━━━━━ Textausschnitt ━━━━━

Also hmm ich hab gemerkt, dass wenn ich meine Info verkleiner mehr in die aAway-Messages reinschreiben kann.

Kann das vielleicht auch noch jemand ausprobieren und dann posten ob er das selbe Ergebniss hatte wie ich?

Wär gut


----------



## pflo (28. Dezember 2005)

Hallo,
Deine Freunde benutzen warscheinlich Miranda oder Trillian, da ist der Limit glaube ich auf 3000 Zeichen oder so gesetzt.


----------



## Kratzi (4. Januar 2006)

nein benutzen au icq..boof das is interresant wäre cool wenn as jemand ausprobieren könnte


----------



## Black-Scorpion (20. August 2006)

Also leude das is ziemlich einfach mit dem langen away

Bei ICQ Pro Sieben / ICQ 5.0 müsst ihr einfach euer away in ein Textdokument schreiben
und dann alles makieren und dann kopieren (also rechte Maustaste und dann kopieren nicht STRG und C) und dann da wo ihr euer ICQ away reinschreibt einfach rechte maustaste und dann einfügen (nicht STRG und V) 

Bei ICQ 5.1 ist es fast das selbe nur da müsst ihr euer away wieder in irgendwas reinschreiben (ich schreib es immer in irgendein ICQ fenster ^^) und dann müsst ihr es makieren und dann da wo ihr das icq away reinschreibt rein schieben..also makieren und dann ins ICQ awayfenster reinschieben...

mfg


----------



## Kratzi (31. August 2006)

hm aber das away fenster verschwindet immer wenn man etwas anderes öffnet.


----------



## stain (16. September 2006)

Also, das ist einfach ganz einfach...

ich kenne ein Programm, das kann man installieren um mehr Zeichen in einer Away-Nachricht zur Verfügung zu haben. Außerdem kann man damit auch noch ein paar andere Away-Symbole verwenden!
Ist echt ein gutes Programm.

Ihr könnt das Programm unter folgender Adresse downloaden:
http://www.icq-tools.de/dl2.php?f=Setup-NewStatusmanager&n=Tools~New StatusManager

Auf der Seite http://www.icq-tools.de gibt es sonst noch viele Erweiterungen!

Gruß Stephan


----------



## freak0812 (23. März 2007)

Hay @ all

Ich hab mal hier nen kleinen trick für ICQ aufgeschrieben mit dem man auch beim normalen ICQ die statussymbole von prosieben das heist das prosieben zeichen und das herz und zudem auch weitere symbole benutzen kann...(klopapierrolle,gameboy advance, schlafende figur, handy uvm)

━━━━━ Ausgewählte Zeilen ━━━━━

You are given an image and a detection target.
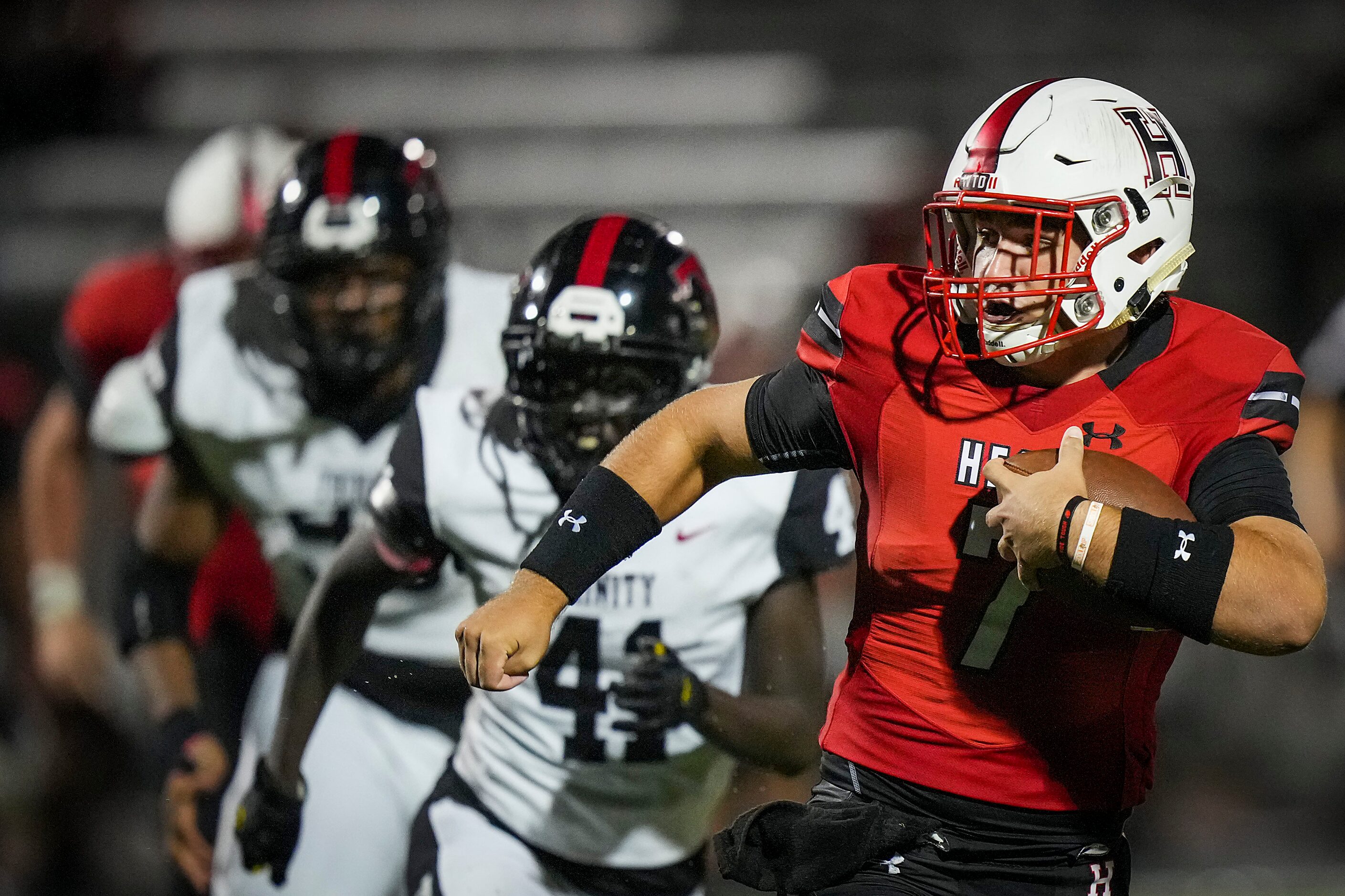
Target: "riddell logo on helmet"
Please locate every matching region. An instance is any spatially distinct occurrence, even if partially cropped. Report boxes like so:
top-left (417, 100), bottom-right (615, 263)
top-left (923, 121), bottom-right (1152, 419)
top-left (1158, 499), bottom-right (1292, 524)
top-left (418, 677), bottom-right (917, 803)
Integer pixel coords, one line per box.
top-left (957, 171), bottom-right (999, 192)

━━━━━
━━━━━ Ausgewählte Zeilen ━━━━━

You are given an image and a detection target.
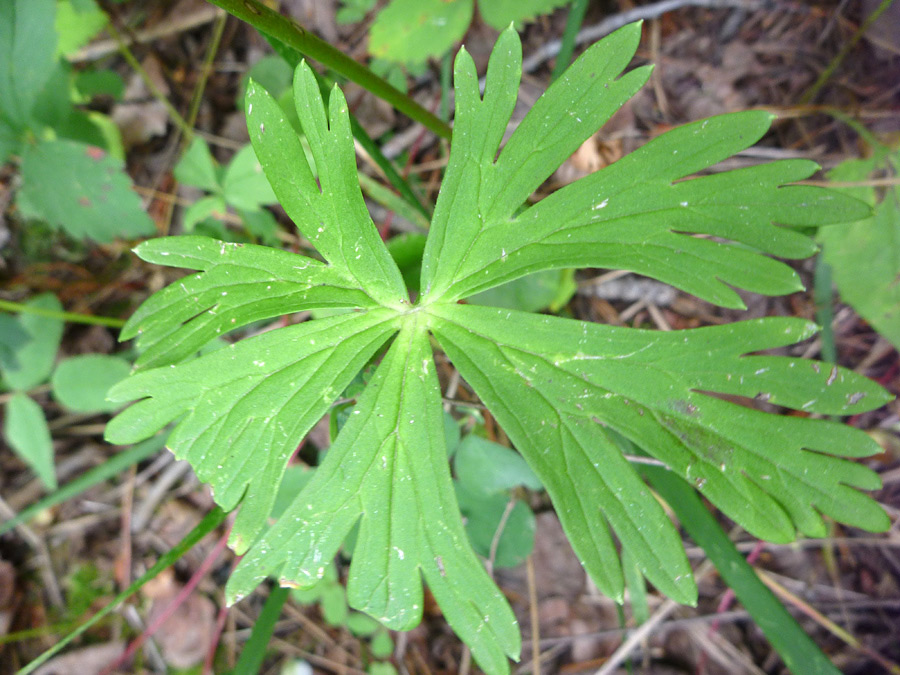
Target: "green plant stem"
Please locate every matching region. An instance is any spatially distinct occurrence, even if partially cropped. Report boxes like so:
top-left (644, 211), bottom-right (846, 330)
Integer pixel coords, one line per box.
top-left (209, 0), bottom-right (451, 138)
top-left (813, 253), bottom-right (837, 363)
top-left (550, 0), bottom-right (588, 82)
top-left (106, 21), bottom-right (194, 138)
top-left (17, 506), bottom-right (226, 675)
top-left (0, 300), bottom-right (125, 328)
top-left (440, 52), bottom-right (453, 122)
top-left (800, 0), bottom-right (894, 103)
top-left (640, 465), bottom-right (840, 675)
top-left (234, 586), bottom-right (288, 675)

━━━━━

Aufgaben:
1 - Welche beiden Programme benutzen die Freunde laut dem Beitrag von pflo im Forenthread über ICQ-Away-Nachrichten wahrscheinlich?
2 - Übernimm aus dem Forenthread über ICQ-Away-Nachrichten wortgetreu alles von „## Black-Scorpion (20.“ bis hinunter zu „STRG und V)“.
3 - Welche Benutzernamen stehen im Forenthread über ICQ-Away-Nachrichten als Überschrift über einem Beitrag? Nenne jeden Namen nur einmal.

Lösungen:
1 - Miranda oder Trillian

2 -
## Black-Scorpion (20. August 2006)

Also leude das is ziemlich einfach mit dem langen away

Bei ICQ Pro Sieben / ICQ 5.0 müsst ihr einfach euer away in ein Textdokument schreiben
und dann alles makieren und dann kopieren (also rechte Maustaste und dann kopieren nicht STRG und C) und dann da wo ihr euer ICQ away reinschreibt einfach rechte maustaste und dann einfügen (nicht STRG und V)

3 - pflo, Kratzi, Black-Scorpion, stain, freak0812